*What you are asked to do*: Nothing but the line with "Could you point out the woman's eye in" and the lines after it, through the end of the records below, is to be repeated, exactly as it is.

BEGIN Dataset extract

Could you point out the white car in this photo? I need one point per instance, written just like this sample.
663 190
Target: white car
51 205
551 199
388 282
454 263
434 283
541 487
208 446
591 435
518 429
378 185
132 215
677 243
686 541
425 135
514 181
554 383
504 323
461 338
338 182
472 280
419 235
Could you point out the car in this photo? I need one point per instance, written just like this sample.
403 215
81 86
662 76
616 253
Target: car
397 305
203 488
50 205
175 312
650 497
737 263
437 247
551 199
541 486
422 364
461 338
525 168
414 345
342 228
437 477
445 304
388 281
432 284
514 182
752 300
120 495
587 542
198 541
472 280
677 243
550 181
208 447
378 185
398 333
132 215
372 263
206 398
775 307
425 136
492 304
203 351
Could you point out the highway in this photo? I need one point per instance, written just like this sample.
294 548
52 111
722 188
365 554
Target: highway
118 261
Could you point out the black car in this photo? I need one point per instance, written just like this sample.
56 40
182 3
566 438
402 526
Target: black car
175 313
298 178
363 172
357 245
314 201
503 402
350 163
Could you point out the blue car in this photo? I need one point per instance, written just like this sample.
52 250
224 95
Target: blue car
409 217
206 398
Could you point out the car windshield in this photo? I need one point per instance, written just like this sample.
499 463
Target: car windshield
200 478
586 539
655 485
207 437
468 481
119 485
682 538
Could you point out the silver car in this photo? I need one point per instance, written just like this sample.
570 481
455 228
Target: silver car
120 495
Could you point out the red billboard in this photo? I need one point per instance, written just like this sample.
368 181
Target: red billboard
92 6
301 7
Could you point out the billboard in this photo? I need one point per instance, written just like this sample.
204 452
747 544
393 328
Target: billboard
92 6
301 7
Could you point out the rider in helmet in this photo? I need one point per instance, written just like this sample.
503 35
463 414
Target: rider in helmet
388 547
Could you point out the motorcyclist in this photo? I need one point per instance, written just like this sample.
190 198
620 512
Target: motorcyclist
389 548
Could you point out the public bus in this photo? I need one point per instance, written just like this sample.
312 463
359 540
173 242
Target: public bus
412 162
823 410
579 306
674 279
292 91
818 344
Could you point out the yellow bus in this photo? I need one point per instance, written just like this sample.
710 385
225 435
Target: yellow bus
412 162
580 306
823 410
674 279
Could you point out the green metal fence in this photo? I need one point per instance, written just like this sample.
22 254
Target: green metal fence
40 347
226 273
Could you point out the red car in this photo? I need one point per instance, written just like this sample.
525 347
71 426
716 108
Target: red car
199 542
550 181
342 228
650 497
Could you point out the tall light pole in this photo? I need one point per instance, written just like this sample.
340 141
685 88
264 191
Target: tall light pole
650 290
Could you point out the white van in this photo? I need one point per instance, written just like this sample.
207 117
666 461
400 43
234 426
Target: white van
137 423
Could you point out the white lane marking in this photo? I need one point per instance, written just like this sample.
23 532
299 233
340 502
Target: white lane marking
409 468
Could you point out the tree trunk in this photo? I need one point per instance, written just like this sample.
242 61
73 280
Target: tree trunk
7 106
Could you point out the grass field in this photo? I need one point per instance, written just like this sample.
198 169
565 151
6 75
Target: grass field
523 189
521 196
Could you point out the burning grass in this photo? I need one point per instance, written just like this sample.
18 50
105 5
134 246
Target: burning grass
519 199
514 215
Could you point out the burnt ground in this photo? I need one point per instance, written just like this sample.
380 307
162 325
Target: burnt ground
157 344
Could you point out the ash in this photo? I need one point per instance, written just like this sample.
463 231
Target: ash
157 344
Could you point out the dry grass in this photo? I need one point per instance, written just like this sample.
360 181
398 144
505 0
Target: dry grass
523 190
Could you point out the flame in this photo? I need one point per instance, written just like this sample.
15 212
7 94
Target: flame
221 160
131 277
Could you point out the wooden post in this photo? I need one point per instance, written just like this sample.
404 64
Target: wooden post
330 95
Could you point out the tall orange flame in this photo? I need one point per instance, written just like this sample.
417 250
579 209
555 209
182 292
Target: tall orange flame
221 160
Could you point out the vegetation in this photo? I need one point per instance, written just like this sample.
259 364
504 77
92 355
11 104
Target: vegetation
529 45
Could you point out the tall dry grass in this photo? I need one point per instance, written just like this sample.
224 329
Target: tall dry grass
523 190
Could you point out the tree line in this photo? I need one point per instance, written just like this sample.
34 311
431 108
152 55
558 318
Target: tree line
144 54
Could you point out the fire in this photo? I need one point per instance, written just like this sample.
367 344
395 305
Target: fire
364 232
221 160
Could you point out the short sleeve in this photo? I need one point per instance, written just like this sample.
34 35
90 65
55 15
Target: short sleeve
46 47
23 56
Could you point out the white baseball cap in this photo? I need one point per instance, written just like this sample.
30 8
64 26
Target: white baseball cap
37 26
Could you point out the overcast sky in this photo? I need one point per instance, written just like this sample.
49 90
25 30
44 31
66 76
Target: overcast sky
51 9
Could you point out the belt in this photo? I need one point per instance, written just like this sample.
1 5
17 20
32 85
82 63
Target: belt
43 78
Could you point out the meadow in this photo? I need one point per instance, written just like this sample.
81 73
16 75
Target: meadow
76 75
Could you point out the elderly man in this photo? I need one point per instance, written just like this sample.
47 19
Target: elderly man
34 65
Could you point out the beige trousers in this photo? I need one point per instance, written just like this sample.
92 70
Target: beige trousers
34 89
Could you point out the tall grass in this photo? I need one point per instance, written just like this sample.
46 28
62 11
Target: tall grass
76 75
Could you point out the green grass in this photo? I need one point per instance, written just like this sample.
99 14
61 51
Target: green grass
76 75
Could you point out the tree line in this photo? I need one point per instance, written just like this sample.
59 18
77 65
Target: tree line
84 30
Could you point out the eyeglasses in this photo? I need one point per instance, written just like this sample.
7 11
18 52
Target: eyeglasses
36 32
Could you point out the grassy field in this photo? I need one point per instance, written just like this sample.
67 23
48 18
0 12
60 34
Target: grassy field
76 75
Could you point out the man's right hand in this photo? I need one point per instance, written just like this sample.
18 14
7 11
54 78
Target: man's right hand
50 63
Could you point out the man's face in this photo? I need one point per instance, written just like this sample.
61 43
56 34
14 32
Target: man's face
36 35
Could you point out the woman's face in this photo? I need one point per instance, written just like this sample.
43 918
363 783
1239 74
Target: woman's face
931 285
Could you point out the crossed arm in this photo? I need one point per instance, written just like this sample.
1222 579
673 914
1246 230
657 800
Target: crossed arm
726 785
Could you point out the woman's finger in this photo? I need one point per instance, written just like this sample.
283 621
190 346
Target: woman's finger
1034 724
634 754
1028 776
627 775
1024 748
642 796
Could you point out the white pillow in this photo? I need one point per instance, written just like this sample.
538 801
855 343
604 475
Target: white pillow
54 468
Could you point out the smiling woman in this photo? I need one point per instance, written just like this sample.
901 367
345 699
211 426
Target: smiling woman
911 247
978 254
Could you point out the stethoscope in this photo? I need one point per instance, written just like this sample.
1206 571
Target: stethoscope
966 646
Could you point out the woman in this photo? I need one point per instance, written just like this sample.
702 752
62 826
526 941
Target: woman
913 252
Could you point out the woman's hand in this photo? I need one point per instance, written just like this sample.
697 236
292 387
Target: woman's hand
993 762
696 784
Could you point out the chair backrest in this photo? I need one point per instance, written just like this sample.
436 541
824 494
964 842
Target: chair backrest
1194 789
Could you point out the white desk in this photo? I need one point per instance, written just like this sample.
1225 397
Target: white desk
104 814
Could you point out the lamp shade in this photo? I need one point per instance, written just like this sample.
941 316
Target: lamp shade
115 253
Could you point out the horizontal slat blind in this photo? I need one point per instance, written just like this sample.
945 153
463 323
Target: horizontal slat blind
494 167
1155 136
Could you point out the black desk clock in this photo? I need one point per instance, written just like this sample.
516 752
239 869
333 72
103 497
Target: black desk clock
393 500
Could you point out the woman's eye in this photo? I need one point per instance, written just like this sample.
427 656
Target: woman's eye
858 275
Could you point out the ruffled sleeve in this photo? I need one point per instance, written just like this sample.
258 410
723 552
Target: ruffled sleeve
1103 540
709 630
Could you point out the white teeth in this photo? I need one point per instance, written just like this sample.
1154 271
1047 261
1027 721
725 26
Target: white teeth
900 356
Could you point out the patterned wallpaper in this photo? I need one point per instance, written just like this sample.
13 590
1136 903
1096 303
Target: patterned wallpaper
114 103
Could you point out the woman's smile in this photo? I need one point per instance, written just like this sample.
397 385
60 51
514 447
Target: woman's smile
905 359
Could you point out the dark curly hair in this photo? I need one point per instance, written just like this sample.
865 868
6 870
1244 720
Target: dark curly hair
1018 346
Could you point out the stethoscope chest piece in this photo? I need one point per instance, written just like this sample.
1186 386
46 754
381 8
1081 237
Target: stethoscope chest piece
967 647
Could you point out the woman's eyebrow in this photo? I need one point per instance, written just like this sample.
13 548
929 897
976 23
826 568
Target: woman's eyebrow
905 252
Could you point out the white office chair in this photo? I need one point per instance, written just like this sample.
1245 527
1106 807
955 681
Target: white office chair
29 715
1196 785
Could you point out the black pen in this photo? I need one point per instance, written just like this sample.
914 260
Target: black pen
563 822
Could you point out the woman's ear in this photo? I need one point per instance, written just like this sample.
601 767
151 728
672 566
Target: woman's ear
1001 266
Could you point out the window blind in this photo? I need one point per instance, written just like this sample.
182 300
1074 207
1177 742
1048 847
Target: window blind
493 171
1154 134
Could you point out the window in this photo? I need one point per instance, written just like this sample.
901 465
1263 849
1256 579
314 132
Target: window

END Dataset extract

*Expected answer*:
Could you point out the woman's eye in this photo? I need one point per instance, written just like this sample.
427 656
Target: woman's eye
858 275
Could you point out the ruffled sleeve in this photo? I need one point per instance, written just like this sample.
258 410
723 552
Target: ruffled sleeve
1103 540
709 630
Could you point out the white teeth in this photo? I need one point per instance, written just like this sample.
1154 271
1047 261
1027 721
725 26
Target: white teeth
900 356
Could you point out the patterned wallpaper in this photo? I need one point per instance, written just like this sample.
13 590
1136 903
1096 303
Target: patterned wallpaper
114 103
Could you point out the woman's smile in this photo? I need one point per instance, written just like this sample.
397 385
60 51
514 447
Target: woman's smile
905 359
Could you point out the dark curly hair in this photo? I need one point per instance, written just like this sample.
865 868
6 870
1244 720
Target: dark curly hair
1018 346
Could you point out the stethoscope chest piece in this photo? I need one point per instance, written just like this sample.
1186 386
46 754
381 8
1081 237
Target: stethoscope chest piece
967 647
Could you point out the woman's eyebrow in this photo? I need one point per instance, written just like this sample.
13 548
929 897
976 23
826 568
Target: woman's eyebrow
905 252
Could you point out the white office chair in this photo? I need one point per instance, written just like this sample.
1245 527
1106 807
955 681
Target: white office chair
29 715
1196 785
Could you point out the black pen in this photo? I need one point per instance, written just like this sample.
914 260
Target: black pen
563 822
Could you point out the woman's ear in this photo? I need one point per instance, written just like this sample.
601 767
151 728
672 566
Target: woman's ear
1001 266
Could you point out the window blind in this photo? I need one point per instance, written just like this sample.
182 300
1074 207
1177 742
1048 847
Target: window blind
493 171
1154 134
Could you point out the window in this photo? I need one point per instance, written just like this sample.
901 465
1263 849
1256 579
314 132
Target: window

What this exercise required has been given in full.